Written problem: In the lines below, find the one that contains "Locate the wooden bench" and write it out exactly, along with every line that follows it.

-- Records for this task start --

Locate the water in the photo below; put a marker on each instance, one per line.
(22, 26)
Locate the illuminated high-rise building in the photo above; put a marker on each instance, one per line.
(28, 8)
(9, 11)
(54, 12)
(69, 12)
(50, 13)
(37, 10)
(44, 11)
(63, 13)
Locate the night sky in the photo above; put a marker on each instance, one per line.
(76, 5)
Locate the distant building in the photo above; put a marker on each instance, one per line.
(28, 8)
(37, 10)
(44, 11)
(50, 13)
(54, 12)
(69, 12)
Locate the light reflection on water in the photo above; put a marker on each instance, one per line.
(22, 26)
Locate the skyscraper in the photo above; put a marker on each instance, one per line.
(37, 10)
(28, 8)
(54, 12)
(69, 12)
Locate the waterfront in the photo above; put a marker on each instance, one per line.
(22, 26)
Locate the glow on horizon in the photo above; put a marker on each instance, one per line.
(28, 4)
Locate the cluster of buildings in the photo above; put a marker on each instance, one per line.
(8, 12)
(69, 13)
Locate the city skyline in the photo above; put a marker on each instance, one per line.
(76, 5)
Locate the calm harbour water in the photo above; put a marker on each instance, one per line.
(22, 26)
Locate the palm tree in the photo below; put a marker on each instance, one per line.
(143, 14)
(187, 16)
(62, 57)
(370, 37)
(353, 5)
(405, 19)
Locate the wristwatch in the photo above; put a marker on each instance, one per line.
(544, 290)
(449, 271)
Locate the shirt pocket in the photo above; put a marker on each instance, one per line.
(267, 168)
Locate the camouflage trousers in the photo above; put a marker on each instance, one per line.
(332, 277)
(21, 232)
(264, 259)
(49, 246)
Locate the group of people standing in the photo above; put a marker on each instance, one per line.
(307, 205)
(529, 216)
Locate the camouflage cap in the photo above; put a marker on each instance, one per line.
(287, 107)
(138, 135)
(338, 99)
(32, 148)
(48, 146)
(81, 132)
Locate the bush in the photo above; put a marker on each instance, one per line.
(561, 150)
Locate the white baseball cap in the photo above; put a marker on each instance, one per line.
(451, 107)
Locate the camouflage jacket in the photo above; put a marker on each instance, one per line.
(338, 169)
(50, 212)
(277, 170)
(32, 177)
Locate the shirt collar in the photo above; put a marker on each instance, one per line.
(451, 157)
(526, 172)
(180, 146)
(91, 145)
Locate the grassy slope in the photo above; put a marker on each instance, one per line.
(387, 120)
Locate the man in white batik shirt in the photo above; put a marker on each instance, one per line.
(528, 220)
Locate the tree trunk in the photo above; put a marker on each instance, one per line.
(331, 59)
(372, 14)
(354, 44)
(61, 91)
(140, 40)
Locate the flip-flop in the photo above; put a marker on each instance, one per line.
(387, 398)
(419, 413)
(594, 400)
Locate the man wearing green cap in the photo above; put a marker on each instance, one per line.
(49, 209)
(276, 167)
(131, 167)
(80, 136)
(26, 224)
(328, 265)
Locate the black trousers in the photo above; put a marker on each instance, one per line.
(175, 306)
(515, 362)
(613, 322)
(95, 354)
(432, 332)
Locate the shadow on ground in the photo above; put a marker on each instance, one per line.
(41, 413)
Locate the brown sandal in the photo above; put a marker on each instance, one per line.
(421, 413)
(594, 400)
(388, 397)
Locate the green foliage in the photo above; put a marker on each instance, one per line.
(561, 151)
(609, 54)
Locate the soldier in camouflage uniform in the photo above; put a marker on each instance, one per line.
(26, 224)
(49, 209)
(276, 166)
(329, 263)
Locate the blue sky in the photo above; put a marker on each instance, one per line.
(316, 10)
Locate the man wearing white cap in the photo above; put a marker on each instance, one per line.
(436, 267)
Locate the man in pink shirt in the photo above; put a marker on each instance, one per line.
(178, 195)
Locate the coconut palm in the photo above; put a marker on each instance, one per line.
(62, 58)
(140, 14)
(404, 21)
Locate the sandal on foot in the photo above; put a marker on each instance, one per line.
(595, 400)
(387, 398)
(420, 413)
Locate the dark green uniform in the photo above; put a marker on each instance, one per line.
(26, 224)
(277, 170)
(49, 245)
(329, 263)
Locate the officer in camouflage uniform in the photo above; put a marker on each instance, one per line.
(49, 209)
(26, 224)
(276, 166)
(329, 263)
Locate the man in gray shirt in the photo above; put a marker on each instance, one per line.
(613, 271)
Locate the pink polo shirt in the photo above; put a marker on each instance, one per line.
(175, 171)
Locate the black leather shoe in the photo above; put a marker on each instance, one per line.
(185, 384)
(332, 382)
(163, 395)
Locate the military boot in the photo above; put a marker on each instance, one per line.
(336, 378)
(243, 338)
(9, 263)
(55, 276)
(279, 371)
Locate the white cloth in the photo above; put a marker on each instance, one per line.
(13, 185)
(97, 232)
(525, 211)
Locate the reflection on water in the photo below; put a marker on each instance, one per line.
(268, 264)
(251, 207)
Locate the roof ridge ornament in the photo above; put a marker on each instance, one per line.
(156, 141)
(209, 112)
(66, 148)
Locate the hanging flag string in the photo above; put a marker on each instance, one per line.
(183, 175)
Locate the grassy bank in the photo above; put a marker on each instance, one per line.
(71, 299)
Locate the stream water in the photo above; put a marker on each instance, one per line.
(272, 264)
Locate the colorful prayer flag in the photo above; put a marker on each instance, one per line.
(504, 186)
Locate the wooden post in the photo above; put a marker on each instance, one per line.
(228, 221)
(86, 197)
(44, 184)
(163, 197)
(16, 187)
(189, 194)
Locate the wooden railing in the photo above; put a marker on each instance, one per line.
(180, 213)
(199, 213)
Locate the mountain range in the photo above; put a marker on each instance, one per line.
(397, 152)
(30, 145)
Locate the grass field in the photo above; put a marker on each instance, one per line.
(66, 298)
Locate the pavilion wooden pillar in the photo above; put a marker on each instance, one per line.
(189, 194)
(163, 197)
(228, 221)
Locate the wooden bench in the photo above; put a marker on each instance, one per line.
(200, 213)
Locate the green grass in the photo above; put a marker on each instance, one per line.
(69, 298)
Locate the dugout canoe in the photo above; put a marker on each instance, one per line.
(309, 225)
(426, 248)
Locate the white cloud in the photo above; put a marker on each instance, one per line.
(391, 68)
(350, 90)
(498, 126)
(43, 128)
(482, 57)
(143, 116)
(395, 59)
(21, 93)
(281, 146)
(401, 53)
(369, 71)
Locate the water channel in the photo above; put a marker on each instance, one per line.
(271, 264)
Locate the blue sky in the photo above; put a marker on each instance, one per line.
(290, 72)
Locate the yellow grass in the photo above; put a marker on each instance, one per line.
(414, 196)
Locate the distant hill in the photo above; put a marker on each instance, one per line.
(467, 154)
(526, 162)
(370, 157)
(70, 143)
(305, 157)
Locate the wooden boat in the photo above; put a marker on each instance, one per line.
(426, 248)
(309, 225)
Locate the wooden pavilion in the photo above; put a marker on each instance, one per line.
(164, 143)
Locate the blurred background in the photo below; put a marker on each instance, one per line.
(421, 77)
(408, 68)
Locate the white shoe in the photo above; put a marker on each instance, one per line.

-- Records for this task end --

Exercise result:
Locate the wooden bench in the photo above; put a marker on each instance, one per line.
(200, 213)
Locate the green grass in the photo above; put a marker on each instance, one per line.
(69, 298)
Locate the dugout canoe in the photo above; put a marker on each instance, one per line.
(309, 225)
(426, 248)
Locate the white cloud in the photo above; put a marker on each instance, one per line.
(391, 68)
(350, 90)
(498, 126)
(43, 128)
(482, 57)
(143, 116)
(395, 59)
(21, 93)
(281, 146)
(401, 53)
(369, 71)
Locate the water channel in the photo above; put a marker on each instance, one per line.
(271, 264)
Locate the blue sky in the photo above; put a marker on each instance, one per line.
(290, 72)
Locate the yellow grass in the photo above; put a marker on each instance, one per line.
(414, 196)
Locate the distant hill in the photo above; put a marker on each instance, one per line.
(467, 154)
(526, 162)
(370, 157)
(70, 143)
(305, 157)
Locate the wooden boat in the photo above; put a marker on each instance, one per line.
(426, 248)
(309, 225)
Locate the wooden pavilion in the photo above; put a marker on each instance, one per line.
(164, 143)
Locate the blurred background in the photo below; put a marker on each instance, one per line.
(421, 77)
(408, 68)
Locate the white shoe in the photo above; put a marker on each instance, one per line.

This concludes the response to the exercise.